SELECTED EXTRACT:
··········
Snake Game (snake_rl/env/snake_env.py)

A clean, from-scratch implementation of Snake following the Gymnasium-style interface (reset(), step() returning the standard 5-tuple). The environment manages pure game logic and exposes raw state as a dictionary — state representation extraction is handled by separate modules.

MDP Formulation

Component Details
Grid 20 × 20 (configurable)
Actions STRAIGHT (0), LEFT (1), RIGHT (2) — relative to current heading
Rewards +10 (food), -10 (death), -0.1 (per step)
Discount γ = 0.95
Termination Wall collision, self-collision, or max steps exceeded
Episode Starts with snake of length 3 at grid center, facing right

The action space uses relative actions (straight/left/right) rather than absolute directions (up/down/left/right). This avoids the "reverse into yourself" problem entirely — the environment converts relative actions to absolute directions using rotation.
··········
INFORMATION PROVIDED:
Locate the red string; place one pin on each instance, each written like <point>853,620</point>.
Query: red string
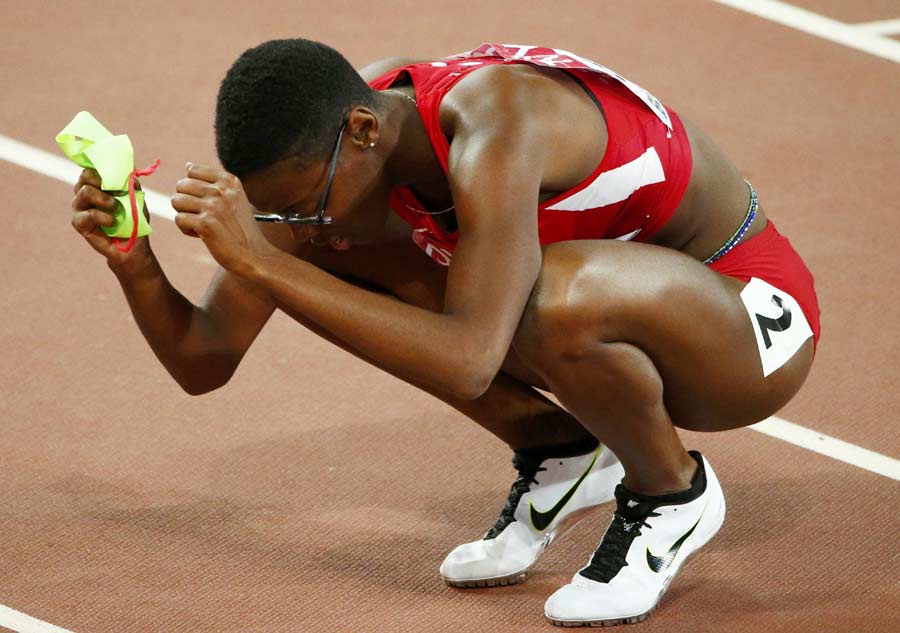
··········
PROBLEMS TO SOLVE:
1) Summarize the Snake game description in two sentences.
2) Turn the paragraph of the Snake game description that begins "The action space uses relative actions" into a short bulleted list that keeps its main facts.
3) Answer these questions from the Snake game description:
(a) What reward does the snake get for each step?
(b) What value is given for the discount γ?
(c) How long is the snake at the start of an episode, and which way is it facing?

EXERCISE SOLUTIONS:
1) The Snake game is a from-scratch implementation with a Gymnasium-style interface that handles only game logic and exposes raw state as a dictionary, leaving state representation extraction to separate modules. It uses a configurable 20 × 20 grid and relative actions (straight, left, right), gives +10 for food, -10 for death and -0.1 per step with a discount of 0.95, and ends an episode on wall collision, self-collision, or exceeding the max steps.

2)
- Actions are relative (straight, left, right), not absolute directions (up, down, left, right).
- This fully avoids the "reverse into yourself" problem.
- The environment turns relative actions into absolute directions using rotation.

3)
(a) -0.1 per step.
(b) 0.95.
(c) Length 3, facing right.